## The exercise
Report every line of the material that contains the string "vest", copying each one in full. Case counts.

## Entries provided
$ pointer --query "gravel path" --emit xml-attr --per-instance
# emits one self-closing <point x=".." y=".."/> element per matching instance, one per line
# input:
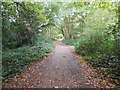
<point x="59" y="70"/>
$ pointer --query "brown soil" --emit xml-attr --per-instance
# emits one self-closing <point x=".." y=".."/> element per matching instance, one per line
<point x="59" y="70"/>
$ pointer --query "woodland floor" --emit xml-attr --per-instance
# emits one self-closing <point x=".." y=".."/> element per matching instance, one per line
<point x="61" y="69"/>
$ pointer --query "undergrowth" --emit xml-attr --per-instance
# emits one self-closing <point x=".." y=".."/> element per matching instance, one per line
<point x="15" y="60"/>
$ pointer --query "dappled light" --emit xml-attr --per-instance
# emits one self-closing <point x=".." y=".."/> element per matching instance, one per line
<point x="60" y="44"/>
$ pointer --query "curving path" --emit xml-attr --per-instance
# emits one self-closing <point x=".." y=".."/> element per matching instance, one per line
<point x="59" y="70"/>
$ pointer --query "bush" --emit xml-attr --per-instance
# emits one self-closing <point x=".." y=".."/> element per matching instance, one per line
<point x="14" y="60"/>
<point x="69" y="41"/>
<point x="101" y="52"/>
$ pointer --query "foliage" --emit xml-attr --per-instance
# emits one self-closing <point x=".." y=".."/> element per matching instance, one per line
<point x="15" y="60"/>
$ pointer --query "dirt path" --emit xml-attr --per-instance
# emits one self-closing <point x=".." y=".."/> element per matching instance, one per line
<point x="59" y="70"/>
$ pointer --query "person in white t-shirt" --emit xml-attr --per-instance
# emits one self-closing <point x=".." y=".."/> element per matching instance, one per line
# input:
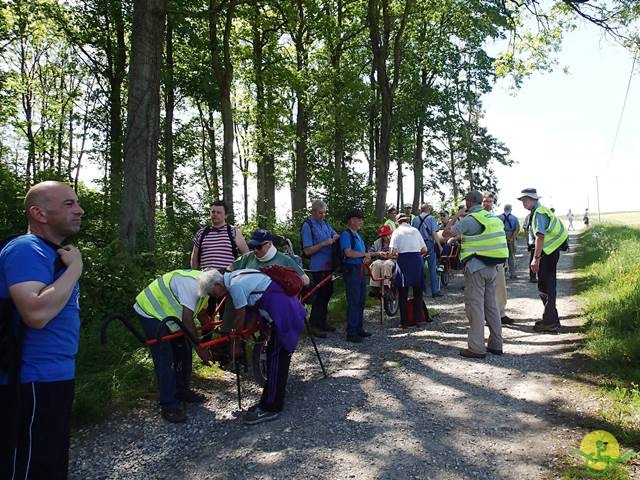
<point x="409" y="245"/>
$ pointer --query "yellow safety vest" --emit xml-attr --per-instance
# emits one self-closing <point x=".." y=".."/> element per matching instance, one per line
<point x="491" y="243"/>
<point x="159" y="301"/>
<point x="554" y="235"/>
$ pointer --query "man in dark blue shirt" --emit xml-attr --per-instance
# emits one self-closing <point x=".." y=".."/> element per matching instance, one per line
<point x="318" y="237"/>
<point x="35" y="439"/>
<point x="355" y="260"/>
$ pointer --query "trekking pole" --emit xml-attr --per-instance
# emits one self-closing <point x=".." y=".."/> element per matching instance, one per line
<point x="236" y="367"/>
<point x="315" y="347"/>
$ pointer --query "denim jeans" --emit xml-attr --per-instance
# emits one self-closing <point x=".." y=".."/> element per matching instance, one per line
<point x="432" y="262"/>
<point x="355" y="290"/>
<point x="547" y="288"/>
<point x="320" y="303"/>
<point x="172" y="362"/>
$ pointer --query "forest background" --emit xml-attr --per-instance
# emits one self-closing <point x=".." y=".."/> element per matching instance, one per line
<point x="178" y="103"/>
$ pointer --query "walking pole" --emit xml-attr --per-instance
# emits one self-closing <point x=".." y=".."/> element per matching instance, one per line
<point x="315" y="347"/>
<point x="236" y="367"/>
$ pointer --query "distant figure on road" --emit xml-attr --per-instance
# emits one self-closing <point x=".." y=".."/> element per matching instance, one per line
<point x="570" y="219"/>
<point x="511" y="229"/>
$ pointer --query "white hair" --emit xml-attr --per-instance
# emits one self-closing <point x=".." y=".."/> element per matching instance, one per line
<point x="207" y="280"/>
<point x="318" y="205"/>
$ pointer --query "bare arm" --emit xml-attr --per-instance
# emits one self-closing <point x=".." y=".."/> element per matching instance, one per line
<point x="38" y="303"/>
<point x="241" y="242"/>
<point x="195" y="264"/>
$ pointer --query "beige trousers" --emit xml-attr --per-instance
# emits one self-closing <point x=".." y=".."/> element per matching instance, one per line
<point x="381" y="269"/>
<point x="480" y="306"/>
<point x="501" y="290"/>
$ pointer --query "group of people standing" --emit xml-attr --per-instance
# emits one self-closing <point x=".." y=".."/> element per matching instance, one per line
<point x="39" y="286"/>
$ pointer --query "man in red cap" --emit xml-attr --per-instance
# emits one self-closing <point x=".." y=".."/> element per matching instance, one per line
<point x="382" y="267"/>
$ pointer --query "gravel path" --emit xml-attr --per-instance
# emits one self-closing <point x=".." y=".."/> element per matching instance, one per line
<point x="402" y="405"/>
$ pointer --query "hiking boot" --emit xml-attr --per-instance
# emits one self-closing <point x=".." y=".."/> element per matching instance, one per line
<point x="253" y="417"/>
<point x="316" y="332"/>
<point x="190" y="397"/>
<point x="174" y="414"/>
<point x="539" y="327"/>
<point x="465" y="352"/>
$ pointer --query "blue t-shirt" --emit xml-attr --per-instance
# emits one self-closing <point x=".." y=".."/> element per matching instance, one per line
<point x="241" y="284"/>
<point x="426" y="226"/>
<point x="321" y="260"/>
<point x="510" y="222"/>
<point x="358" y="246"/>
<point x="48" y="354"/>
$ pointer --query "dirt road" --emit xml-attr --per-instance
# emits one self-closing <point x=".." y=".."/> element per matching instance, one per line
<point x="402" y="405"/>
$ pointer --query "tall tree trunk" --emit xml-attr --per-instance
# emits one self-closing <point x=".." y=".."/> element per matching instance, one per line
<point x="381" y="47"/>
<point x="265" y="179"/>
<point x="223" y="71"/>
<point x="374" y="137"/>
<point x="116" y="73"/>
<point x="400" y="173"/>
<point x="300" y="36"/>
<point x="452" y="169"/>
<point x="418" y="165"/>
<point x="169" y="105"/>
<point x="143" y="126"/>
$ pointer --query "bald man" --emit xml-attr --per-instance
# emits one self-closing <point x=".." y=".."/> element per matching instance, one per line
<point x="39" y="288"/>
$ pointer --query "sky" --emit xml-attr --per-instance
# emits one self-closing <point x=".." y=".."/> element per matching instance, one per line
<point x="561" y="126"/>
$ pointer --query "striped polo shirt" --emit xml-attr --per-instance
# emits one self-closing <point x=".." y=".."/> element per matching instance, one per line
<point x="216" y="251"/>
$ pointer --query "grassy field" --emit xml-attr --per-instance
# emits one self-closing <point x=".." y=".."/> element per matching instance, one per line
<point x="609" y="284"/>
<point x="631" y="219"/>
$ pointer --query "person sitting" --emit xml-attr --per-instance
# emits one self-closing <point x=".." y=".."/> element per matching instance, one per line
<point x="407" y="242"/>
<point x="253" y="290"/>
<point x="384" y="266"/>
<point x="392" y="214"/>
<point x="263" y="253"/>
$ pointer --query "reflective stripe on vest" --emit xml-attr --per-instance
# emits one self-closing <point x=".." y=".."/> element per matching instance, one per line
<point x="555" y="234"/>
<point x="491" y="243"/>
<point x="159" y="301"/>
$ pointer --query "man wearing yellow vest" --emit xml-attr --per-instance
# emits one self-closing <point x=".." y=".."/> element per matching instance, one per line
<point x="174" y="294"/>
<point x="484" y="246"/>
<point x="550" y="237"/>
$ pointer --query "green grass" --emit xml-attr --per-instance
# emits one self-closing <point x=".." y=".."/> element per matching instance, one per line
<point x="609" y="265"/>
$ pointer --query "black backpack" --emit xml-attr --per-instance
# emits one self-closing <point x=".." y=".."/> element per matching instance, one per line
<point x="206" y="231"/>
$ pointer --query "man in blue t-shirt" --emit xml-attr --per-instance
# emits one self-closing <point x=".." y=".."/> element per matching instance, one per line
<point x="41" y="280"/>
<point x="318" y="237"/>
<point x="355" y="259"/>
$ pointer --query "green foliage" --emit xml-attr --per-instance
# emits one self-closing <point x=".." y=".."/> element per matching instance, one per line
<point x="12" y="190"/>
<point x="610" y="285"/>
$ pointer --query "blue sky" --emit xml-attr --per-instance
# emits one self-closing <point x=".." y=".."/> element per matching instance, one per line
<point x="561" y="126"/>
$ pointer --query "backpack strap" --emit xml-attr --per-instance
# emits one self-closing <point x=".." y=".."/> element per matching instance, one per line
<point x="232" y="239"/>
<point x="200" y="241"/>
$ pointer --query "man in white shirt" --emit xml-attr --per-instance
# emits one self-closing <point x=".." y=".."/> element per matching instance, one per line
<point x="409" y="245"/>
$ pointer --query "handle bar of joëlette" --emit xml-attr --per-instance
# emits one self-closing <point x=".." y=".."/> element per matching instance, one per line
<point x="205" y="328"/>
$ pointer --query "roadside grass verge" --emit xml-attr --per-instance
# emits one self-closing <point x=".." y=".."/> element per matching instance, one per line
<point x="609" y="283"/>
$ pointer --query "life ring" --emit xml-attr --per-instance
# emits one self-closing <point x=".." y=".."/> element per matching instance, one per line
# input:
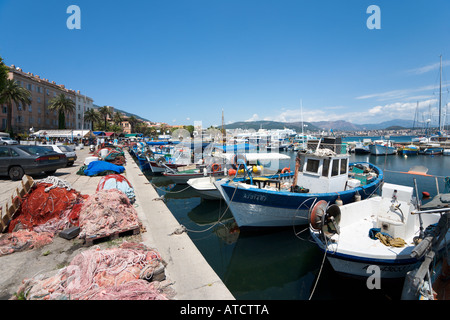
<point x="235" y="163"/>
<point x="286" y="170"/>
<point x="325" y="218"/>
<point x="215" y="167"/>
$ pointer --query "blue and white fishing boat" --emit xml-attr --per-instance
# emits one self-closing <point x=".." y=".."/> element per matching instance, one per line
<point x="361" y="148"/>
<point x="382" y="147"/>
<point x="285" y="200"/>
<point x="409" y="150"/>
<point x="258" y="163"/>
<point x="379" y="232"/>
<point x="433" y="150"/>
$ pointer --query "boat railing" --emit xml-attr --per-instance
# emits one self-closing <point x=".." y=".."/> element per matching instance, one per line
<point x="416" y="280"/>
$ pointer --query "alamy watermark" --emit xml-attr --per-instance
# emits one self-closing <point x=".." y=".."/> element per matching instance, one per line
<point x="74" y="20"/>
<point x="374" y="21"/>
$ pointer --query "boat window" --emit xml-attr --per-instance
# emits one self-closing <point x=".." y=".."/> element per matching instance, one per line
<point x="343" y="166"/>
<point x="326" y="167"/>
<point x="335" y="168"/>
<point x="312" y="166"/>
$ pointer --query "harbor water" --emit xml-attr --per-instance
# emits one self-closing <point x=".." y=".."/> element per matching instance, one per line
<point x="284" y="264"/>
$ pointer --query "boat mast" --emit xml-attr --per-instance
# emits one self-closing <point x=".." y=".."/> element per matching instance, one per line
<point x="301" y="113"/>
<point x="440" y="95"/>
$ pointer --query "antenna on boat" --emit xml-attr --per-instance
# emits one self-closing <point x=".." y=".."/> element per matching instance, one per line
<point x="421" y="234"/>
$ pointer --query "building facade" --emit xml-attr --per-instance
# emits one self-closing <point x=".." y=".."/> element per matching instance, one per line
<point x="83" y="104"/>
<point x="36" y="116"/>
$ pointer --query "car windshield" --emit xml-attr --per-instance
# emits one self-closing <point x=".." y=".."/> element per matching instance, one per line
<point x="36" y="149"/>
<point x="66" y="148"/>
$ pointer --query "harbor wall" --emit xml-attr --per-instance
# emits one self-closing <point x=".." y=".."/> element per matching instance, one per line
<point x="192" y="276"/>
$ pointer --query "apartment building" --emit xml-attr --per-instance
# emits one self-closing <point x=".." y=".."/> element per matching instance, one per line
<point x="36" y="116"/>
<point x="83" y="104"/>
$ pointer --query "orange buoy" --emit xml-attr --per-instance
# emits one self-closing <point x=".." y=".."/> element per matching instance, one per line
<point x="317" y="213"/>
<point x="286" y="170"/>
<point x="215" y="167"/>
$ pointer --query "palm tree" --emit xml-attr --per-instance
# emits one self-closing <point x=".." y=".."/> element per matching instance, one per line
<point x="105" y="112"/>
<point x="13" y="92"/>
<point x="92" y="116"/>
<point x="132" y="120"/>
<point x="63" y="105"/>
<point x="3" y="74"/>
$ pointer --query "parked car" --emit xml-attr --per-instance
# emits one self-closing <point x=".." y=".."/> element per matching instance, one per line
<point x="17" y="160"/>
<point x="68" y="151"/>
<point x="7" y="140"/>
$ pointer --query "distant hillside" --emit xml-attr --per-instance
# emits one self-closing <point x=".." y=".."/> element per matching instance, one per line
<point x="339" y="125"/>
<point x="125" y="113"/>
<point x="269" y="125"/>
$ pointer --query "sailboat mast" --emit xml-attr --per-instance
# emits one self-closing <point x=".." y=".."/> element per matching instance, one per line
<point x="440" y="95"/>
<point x="301" y="113"/>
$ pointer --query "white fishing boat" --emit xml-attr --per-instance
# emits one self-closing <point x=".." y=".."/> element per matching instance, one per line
<point x="380" y="232"/>
<point x="284" y="200"/>
<point x="205" y="187"/>
<point x="382" y="147"/>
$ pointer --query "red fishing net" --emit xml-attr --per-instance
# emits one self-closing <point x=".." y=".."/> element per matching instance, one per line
<point x="50" y="211"/>
<point x="111" y="274"/>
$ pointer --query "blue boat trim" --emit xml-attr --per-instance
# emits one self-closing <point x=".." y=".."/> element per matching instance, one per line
<point x="291" y="200"/>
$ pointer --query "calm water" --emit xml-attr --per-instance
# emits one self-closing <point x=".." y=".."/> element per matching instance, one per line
<point x="284" y="263"/>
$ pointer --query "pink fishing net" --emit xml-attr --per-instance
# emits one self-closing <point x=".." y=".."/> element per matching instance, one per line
<point x="112" y="274"/>
<point x="107" y="212"/>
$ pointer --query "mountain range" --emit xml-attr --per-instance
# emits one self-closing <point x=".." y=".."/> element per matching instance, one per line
<point x="339" y="125"/>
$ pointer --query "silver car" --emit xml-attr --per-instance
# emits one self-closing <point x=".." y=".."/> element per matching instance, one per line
<point x="17" y="160"/>
<point x="7" y="140"/>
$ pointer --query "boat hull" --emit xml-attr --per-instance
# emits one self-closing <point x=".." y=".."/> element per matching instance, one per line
<point x="254" y="207"/>
<point x="362" y="267"/>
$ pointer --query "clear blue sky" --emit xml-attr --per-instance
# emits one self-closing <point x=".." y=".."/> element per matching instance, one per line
<point x="181" y="61"/>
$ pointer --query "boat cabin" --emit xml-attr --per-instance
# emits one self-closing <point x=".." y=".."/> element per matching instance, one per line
<point x="322" y="174"/>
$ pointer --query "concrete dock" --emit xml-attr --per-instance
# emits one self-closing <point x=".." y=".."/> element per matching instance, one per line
<point x="191" y="275"/>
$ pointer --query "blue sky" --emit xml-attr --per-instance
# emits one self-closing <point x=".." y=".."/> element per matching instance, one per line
<point x="184" y="61"/>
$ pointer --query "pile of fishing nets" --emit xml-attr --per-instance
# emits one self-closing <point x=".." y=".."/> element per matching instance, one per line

## Solution to this exercise
$ pointer --query "yellow safety vest" --emit xml-attr --per-instance
$ pointer --query "reflective stripe on vest" --emit xml-attr --per-instance
$ pointer --query "man wearing yellow vest" --emit xml-attr --per-instance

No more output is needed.